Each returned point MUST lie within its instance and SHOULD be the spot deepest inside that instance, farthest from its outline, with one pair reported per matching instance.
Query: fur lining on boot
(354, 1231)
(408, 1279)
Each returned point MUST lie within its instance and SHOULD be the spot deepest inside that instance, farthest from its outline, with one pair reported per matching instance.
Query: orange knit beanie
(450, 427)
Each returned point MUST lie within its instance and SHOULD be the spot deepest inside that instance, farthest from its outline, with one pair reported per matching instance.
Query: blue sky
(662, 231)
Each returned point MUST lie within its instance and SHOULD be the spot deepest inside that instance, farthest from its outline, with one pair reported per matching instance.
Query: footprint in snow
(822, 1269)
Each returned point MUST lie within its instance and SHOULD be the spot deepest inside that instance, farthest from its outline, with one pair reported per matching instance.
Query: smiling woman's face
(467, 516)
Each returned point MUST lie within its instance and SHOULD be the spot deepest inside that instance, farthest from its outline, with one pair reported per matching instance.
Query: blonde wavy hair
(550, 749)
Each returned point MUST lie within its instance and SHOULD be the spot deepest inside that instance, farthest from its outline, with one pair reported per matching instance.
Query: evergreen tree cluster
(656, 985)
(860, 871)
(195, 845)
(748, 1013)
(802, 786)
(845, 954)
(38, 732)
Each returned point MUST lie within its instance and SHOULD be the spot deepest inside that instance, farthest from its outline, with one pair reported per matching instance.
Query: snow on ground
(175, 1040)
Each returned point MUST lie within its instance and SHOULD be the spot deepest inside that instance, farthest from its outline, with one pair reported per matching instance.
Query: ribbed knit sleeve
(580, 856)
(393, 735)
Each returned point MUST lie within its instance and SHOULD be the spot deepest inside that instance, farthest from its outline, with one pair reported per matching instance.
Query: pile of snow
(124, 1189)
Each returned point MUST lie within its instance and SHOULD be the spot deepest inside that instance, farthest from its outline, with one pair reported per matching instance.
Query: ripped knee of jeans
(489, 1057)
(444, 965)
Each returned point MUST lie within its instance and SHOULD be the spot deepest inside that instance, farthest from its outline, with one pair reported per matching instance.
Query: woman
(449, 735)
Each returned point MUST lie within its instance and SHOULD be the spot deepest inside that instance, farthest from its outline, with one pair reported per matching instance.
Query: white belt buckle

_What you should do_: Would you print all of the material above exactly as written?

_Response_:
Each returned point MUST lie within its instance and SHOULD be the spot deepest inside that instance, farthest from its outline, with one pair reported per matching instance.
Query: fur lining on boot
(354, 1231)
(408, 1279)
Each returned point MUST lie within its instance and SHOULD be the spot deepest inside that instance, farthest from its outline, with one pair reported per matching instance.
Query: orange knit beanie
(450, 427)
Each returned point MUST lie within its instance and SHOULD be the spot deepest inside that instance, farthest from its outline, with one pair reported per matching instance.
Query: blue sky
(662, 231)
Each returned point MUST lie within its instance and SHOULD be the spot deepest inside that instance, farthest from its outline, with one pair reported per matching instance.
Query: footprint in snow
(822, 1269)
Each returned point MUST lie within its instance and SHOULD be the spot deepest inside that instance, farthest from its outline, with one pair reported per matching instance.
Query: smiling woman's face
(467, 516)
Each returned point MUST lie within its instance and SHOULD be the spot deepest inside that instance, farthest from its outline, with one pair reported per matching instance.
Query: blonde wavy hair
(550, 749)
Each returned point MUST lie within its instance and SHOULD be the spot deepest inside that instance, farthest from its outline, with one pair reported per matching instance.
Query: evergreen tree cluster
(656, 985)
(860, 871)
(195, 845)
(748, 1013)
(802, 786)
(845, 954)
(38, 732)
Each returned point MUST lie within its instance and SHOULD be the spot deepest inside that instance, farthest from its outline, with one pair reported per matching instance.
Query: snow on ground
(175, 1040)
Each returned point MUST lie within its instance and SHOULD be the spot deepest inside that instance, farthest from its outline, with one pair reported per matching instance.
Query: ribbed knit sleeve
(580, 856)
(393, 735)
Each returned point MUST lie within its instance and SHOULD be the spot deepest inside that instance, farthest from its outline, with one pair reported per matching instance.
Query: pile of snow
(124, 1189)
Each returned point MUST lie within its instance and SHOULD be the spot deepest inside that instance, farthest from its outline, with one pair reported per matching instance.
Query: ripped knee of jeans
(489, 1057)
(444, 965)
Each returned point MUST lie within its instance and SHOULD be the spot deepest inside that instance, farthest from its outline, with one pair reported per matching instance.
Query: woman
(449, 735)
Each returned point MUST lie within its instance and SHOULD be the spot deepest inside that instance, farthest from its outline, with one pair reported per matching instance.
Query: white belt buckle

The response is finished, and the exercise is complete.